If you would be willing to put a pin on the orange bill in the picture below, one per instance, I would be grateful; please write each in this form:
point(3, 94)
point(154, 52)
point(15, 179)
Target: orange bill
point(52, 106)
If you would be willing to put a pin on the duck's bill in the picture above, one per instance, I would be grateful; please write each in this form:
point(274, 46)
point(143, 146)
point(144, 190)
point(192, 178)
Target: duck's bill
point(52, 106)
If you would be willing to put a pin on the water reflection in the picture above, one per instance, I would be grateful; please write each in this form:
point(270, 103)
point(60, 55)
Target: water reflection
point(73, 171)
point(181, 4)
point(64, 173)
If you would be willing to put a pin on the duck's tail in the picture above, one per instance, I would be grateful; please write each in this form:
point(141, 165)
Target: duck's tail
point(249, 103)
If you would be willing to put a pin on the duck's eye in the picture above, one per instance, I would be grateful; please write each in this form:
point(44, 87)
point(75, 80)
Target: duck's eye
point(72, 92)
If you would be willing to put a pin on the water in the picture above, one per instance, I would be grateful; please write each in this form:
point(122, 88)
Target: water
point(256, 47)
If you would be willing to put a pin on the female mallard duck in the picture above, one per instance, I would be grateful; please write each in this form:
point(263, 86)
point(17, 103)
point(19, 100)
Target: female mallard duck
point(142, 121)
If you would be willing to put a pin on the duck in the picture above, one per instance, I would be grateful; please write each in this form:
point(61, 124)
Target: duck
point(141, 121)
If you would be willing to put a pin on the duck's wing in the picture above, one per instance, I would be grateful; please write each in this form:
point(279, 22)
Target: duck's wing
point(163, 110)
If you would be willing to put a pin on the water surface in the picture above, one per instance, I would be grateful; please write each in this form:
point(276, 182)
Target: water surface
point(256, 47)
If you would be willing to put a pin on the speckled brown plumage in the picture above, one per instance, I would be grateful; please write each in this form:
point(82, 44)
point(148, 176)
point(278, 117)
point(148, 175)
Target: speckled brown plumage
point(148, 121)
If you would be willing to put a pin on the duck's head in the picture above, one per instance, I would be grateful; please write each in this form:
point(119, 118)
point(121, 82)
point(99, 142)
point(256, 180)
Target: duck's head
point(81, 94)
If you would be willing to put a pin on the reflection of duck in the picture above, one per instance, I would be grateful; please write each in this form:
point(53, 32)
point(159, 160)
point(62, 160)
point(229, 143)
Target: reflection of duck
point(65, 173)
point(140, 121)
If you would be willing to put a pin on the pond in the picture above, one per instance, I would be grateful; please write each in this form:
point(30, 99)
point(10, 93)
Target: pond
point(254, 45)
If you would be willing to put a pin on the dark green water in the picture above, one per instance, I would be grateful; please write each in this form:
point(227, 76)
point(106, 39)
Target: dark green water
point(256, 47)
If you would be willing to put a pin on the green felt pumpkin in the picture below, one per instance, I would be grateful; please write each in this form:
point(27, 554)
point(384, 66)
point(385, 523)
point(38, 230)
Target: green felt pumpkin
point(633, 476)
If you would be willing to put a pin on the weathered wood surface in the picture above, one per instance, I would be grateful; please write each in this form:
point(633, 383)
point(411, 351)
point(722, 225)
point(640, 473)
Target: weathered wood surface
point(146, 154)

EXERCISE PROMPT — Convert the records into a Markdown table with the columns Row and Text. Start at the first line and continue through the line containing "point(249, 103)", numbering each line and leaving out any blank lines.

FINAL ANSWER —
| Row | Text |
|---|---|
| 1 | If you would be willing to put a pin on the orange bill in the picture below, one per instance, I would be grateful; please write each in this form: |
| 2 | point(3, 94) |
| 3 | point(154, 52) |
| 4 | point(15, 179) |
| 5 | Target: orange bill |
| 6 | point(52, 106) |
| 7 | If you would be willing to put a pin on the duck's bill in the picture above, one per instance, I would be grateful; please write each in this form: |
| 8 | point(274, 46) |
| 9 | point(143, 146) |
| 10 | point(144, 190) |
| 11 | point(192, 178) |
| 12 | Target: duck's bill |
| 13 | point(52, 106) |
| 14 | If you would be willing to put a pin on the water reflection in the picture above, one per instance, I would be grateful; please write each in this form: |
| 15 | point(270, 103) |
| 16 | point(60, 55) |
| 17 | Target: water reflection |
| 18 | point(73, 171) |
| 19 | point(181, 4) |
| 20 | point(64, 173) |
| 21 | If you would be willing to put a pin on the duck's tail in the picture above, one per instance, I would be grateful; please write each in this form: |
| 22 | point(141, 165) |
| 23 | Target: duck's tail |
| 24 | point(249, 103) |